— START OF Available data —
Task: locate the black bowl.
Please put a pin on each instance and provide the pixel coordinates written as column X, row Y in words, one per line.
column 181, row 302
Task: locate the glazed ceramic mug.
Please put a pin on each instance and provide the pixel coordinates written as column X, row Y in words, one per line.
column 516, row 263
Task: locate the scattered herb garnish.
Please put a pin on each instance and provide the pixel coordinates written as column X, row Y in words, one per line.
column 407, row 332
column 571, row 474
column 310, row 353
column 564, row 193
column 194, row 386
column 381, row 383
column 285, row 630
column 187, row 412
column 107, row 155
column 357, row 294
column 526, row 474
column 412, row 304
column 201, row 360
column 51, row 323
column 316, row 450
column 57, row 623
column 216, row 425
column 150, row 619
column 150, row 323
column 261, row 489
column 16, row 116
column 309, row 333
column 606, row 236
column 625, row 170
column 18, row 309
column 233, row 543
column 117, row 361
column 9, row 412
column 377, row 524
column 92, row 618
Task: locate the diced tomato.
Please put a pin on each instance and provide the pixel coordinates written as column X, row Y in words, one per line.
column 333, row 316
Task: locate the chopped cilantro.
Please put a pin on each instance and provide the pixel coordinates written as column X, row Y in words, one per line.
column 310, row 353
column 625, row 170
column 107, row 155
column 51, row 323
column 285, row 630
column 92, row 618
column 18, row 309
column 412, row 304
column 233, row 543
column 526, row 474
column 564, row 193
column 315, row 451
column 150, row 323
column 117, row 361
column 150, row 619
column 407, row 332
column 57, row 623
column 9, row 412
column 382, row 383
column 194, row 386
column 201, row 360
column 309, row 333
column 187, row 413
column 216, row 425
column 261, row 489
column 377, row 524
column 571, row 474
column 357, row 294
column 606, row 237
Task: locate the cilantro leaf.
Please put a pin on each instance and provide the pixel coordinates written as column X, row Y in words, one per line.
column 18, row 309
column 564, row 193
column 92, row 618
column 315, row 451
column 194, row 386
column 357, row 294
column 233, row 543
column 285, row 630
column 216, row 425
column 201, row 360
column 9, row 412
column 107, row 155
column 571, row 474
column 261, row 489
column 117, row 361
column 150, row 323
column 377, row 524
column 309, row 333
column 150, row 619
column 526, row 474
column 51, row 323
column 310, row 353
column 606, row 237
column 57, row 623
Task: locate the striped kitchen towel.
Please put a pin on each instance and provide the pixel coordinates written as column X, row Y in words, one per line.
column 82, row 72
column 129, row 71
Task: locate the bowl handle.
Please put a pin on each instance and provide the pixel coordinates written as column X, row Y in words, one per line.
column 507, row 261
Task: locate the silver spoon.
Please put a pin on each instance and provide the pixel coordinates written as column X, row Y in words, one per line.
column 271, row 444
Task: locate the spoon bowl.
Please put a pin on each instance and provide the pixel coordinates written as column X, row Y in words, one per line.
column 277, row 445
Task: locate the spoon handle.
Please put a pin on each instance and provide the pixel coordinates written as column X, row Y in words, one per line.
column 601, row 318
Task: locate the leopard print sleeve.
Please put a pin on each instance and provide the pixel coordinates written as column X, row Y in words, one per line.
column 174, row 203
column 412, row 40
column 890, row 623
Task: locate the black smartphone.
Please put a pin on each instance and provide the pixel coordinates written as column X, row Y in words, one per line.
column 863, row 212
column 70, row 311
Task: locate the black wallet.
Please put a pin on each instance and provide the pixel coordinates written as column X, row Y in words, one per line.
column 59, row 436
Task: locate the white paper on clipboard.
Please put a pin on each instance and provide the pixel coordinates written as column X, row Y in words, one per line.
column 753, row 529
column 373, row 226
— END OF Available data —
# Exercise task
Give the records between the lines holding "Task: locate the black smartphone." and "column 59, row 436", inclusive, as a two-column CSV with the columns instruction and coordinates, one row per record. Put each value in its own quoted field, with line breaks replaced by spaces.

# Task answer
instruction,coordinates
"Task: locate the black smartphone. Please put a pin on each instance and provide the pixel coordinates written as column X, row Y in words, one per line.","column 863, row 212 column 70, row 311"
"Task: locate the black wallet. Please put a pin on each instance and provide the pixel coordinates written as column X, row Y in words, one per line.","column 59, row 436"